╭─ Exercise inputs

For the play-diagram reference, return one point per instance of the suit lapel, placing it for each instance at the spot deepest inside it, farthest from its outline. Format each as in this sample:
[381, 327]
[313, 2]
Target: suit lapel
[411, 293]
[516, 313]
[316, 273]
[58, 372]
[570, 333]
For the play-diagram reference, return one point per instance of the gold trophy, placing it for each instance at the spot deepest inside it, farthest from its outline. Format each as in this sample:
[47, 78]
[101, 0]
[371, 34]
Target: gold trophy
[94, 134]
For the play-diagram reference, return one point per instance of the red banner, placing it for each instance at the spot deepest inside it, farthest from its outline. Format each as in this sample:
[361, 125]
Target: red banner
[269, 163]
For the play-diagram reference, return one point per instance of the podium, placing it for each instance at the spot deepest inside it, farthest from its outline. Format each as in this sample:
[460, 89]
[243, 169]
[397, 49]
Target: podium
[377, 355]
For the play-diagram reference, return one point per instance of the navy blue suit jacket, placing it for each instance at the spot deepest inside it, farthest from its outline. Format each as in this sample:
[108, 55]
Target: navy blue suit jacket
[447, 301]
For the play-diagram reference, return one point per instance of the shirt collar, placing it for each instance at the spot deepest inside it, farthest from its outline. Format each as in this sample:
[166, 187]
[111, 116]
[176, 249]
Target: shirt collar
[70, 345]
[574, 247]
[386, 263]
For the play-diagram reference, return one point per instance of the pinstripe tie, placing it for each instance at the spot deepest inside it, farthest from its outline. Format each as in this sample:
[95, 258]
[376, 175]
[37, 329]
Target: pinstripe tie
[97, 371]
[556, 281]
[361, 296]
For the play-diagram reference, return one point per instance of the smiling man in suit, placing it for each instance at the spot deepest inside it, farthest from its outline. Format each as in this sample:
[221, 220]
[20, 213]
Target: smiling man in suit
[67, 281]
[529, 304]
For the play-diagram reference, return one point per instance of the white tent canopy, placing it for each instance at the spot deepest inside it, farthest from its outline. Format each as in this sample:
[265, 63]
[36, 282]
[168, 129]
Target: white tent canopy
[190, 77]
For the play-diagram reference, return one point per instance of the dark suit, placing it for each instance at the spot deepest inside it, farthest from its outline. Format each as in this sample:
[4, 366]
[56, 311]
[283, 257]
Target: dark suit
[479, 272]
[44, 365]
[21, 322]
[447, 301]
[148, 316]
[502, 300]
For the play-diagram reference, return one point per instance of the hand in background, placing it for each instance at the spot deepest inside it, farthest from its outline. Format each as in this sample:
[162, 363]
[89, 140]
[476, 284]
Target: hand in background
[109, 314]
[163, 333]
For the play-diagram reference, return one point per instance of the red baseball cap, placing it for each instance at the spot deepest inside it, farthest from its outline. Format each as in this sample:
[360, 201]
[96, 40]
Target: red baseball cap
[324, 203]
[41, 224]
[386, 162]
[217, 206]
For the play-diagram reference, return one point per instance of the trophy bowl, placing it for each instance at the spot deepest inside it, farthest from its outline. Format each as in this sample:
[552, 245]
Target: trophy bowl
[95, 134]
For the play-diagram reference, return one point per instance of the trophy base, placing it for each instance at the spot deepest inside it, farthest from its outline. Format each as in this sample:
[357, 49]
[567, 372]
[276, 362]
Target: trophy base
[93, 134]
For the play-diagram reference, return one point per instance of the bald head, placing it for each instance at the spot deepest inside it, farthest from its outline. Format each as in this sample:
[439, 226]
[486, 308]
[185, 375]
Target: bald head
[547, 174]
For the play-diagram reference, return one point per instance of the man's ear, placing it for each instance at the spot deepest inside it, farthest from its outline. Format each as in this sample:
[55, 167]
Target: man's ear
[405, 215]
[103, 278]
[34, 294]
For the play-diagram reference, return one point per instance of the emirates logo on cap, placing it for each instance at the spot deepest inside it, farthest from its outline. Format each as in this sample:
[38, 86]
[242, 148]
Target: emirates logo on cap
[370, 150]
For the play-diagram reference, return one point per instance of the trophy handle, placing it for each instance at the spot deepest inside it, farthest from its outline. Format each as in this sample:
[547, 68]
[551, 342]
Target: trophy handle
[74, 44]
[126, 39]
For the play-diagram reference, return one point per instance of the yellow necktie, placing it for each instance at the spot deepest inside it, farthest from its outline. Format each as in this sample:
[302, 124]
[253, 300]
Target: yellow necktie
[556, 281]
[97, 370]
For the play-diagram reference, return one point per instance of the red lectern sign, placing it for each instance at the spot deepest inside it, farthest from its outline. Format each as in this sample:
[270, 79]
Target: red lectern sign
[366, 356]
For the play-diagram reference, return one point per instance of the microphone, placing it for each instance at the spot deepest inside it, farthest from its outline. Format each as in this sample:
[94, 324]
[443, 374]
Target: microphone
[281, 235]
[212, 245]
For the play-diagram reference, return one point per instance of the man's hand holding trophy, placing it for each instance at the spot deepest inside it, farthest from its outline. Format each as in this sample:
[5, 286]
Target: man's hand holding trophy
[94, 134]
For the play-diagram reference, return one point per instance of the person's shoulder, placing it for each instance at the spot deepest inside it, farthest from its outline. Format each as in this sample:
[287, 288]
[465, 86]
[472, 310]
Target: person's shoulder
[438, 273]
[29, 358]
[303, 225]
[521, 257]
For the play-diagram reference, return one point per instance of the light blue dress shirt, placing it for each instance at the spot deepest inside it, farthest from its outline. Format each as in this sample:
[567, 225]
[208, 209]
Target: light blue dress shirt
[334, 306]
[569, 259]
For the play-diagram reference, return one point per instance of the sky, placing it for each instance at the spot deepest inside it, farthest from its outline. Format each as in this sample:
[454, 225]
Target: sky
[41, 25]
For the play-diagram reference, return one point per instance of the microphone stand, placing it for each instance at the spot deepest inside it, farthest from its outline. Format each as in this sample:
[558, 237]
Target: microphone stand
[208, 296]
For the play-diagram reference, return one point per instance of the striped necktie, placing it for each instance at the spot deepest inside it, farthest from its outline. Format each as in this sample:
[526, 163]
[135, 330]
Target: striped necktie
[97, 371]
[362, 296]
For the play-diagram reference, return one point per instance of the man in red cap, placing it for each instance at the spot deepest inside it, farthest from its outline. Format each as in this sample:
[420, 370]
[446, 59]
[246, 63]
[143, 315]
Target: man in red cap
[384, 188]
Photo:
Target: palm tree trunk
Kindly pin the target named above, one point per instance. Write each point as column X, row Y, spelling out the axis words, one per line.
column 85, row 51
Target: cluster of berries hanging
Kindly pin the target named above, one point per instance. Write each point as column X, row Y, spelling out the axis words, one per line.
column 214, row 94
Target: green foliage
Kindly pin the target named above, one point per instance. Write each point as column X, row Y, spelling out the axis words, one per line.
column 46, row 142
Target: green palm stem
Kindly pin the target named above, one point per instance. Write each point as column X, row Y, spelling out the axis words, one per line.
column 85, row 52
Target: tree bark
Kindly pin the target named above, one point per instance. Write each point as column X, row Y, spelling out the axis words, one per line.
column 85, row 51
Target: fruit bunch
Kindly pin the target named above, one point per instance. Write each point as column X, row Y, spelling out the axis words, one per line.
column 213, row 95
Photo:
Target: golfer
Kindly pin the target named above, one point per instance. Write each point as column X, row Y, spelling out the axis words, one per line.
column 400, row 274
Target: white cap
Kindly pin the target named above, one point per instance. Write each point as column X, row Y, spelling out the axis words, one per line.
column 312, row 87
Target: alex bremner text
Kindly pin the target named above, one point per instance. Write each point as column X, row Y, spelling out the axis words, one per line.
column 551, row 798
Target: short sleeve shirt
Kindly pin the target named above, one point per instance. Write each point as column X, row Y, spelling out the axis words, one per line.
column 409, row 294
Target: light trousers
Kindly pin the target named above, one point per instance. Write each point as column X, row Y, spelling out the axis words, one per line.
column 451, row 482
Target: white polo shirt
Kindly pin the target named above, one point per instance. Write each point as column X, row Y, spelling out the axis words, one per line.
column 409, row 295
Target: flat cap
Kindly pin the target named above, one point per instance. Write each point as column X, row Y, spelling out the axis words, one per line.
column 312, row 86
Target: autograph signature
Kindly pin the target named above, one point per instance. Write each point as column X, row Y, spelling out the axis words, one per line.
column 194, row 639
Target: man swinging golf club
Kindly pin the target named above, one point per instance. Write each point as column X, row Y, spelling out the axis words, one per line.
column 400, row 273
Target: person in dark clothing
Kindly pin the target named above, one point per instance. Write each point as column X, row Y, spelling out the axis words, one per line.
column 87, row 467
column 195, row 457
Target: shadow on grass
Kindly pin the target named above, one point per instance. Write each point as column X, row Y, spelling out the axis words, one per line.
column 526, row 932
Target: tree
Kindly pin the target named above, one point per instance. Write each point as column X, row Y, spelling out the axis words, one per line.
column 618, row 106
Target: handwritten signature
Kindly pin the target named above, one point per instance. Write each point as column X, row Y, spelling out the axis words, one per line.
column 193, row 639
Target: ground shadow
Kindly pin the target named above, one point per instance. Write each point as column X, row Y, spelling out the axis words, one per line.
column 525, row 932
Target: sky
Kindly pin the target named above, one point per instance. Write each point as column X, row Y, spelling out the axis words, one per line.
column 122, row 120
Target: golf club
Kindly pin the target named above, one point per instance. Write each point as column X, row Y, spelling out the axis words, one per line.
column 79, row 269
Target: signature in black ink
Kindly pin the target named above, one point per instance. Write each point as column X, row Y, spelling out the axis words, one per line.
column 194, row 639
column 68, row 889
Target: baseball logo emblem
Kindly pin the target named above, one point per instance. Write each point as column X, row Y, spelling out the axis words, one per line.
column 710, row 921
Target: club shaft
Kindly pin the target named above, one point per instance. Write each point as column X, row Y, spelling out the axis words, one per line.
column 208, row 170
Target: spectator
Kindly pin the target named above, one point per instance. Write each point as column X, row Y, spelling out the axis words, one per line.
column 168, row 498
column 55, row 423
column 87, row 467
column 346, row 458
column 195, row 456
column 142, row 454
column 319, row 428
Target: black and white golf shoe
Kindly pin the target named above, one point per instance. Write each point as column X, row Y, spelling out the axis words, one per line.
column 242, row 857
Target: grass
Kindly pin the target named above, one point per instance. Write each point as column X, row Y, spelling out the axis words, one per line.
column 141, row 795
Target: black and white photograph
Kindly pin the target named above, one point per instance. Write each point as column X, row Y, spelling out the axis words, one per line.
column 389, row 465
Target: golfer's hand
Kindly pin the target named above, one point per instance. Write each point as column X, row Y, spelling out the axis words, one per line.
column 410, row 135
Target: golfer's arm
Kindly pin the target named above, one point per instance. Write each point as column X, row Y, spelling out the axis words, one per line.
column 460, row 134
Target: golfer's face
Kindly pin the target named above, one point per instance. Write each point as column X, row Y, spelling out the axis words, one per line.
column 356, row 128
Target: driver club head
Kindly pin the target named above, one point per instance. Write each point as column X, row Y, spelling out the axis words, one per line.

╰─

**Task objective**
Respond with a number only, please: how many lines in this data include the word "green".

**Exercise response**
2